Given instruction A: Restate the stretch of the vCloud cluster post from "Posted by on" through "into that discussion.", substituting "clients" for "customers".
Given instruction B: Summarize the vCloud cluster post in two sentences.

** start Document passage **

Designing vSphere clusters to use as vCloud director provider vDCs

Posted by on March 29, 2012 in vCloud, VMware | 0 comments

In talking with different customers I have been getting questions about how would clusters be sized and utilized in a vCloud environment. Before we get too far into the details I will give a brief overview on how capacity is presented to vCloud.

When setting up resources or capacity within vCloud you have to first create Provider Virtual Datacenters (vDC). These provider vDCs map back to either a single vSphere cluster or resource pool. This means that depending on your decision to scale out or up you will end with either large pools of capacity or more smaller ones. There are many reasons that you might do either option so I won’t go into that discussion.

At the end of the post I have described the three options for allocating resources to Organization vDCs. These provide you with different methods to assign, guarantee or over commit resources. With any of these you will need to decide how you will construct your HA clusters for vSphere that will support your cloud.

So you might be wondering what effects an HA cluster could have on your cloud. Well to give you a simple example depending on what options you use to build your HA cluster could allow tenants of the cloud to provision too many VMs and upon a failure all VMs might not be able to restart, or when provisioning a new vApp the VM would not be able to start because it failed admission control. These are just some of the things to think about along with what level of failure will you design for. Do you need to be able to sustain one host failure (N+1) or two host failures (N+2).

** end Document passage **
** start Material shown **

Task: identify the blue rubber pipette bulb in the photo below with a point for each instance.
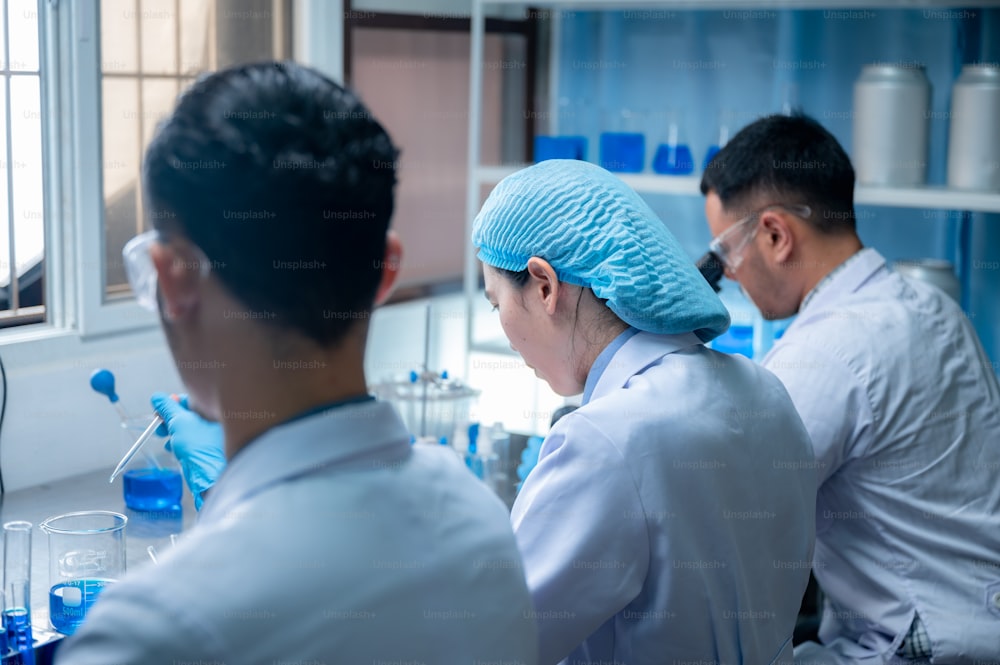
(103, 381)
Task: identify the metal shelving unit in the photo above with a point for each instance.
(929, 197)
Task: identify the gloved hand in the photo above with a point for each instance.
(529, 458)
(195, 442)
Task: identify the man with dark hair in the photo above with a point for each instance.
(900, 401)
(328, 538)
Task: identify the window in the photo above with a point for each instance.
(150, 51)
(22, 233)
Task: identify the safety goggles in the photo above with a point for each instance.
(141, 272)
(730, 245)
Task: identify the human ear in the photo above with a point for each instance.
(777, 235)
(178, 275)
(544, 283)
(390, 266)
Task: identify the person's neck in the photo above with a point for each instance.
(831, 254)
(260, 394)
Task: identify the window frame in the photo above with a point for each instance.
(77, 308)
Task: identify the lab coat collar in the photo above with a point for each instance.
(639, 352)
(366, 435)
(861, 268)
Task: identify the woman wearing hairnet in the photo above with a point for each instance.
(670, 518)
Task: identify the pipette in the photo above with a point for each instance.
(103, 382)
(143, 438)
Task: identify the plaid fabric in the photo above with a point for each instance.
(917, 644)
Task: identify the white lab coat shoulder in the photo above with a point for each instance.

** end Material shown **

Answer A:
Posted by on March 29, 2012 in vCloud, VMware | 0 comments

In talking with different clients I have been getting questions about how would clusters be sized and utilized in a vCloud environment. Before we get too far into the details I will give a brief overview on how capacity is presented to vCloud.

When setting up resources or capacity within vCloud you have to first create Provider Virtual Datacenters (vDC). These provider vDCs map back to either a single vSphere cluster or resource pool. This means that depending on your decision to scale out or up you will end with either large pools of capacity or more smaller ones. There are many reasons that you might do either option so I won’t go into that discussion.

Answer B: In vCloud, capacity is set up by first creating provider vDCs, each mapped to a single vSphere cluster or resource pool, so scaling out or up yields either large pools of capacity or more smaller ones. How the supporting HA clusters are built matters because some options could let tenants provision too many VMs, so that not all VMs restart after a failure or a new vApp's VM fails admission control, and the design must also set whether to sustain one host failure or two.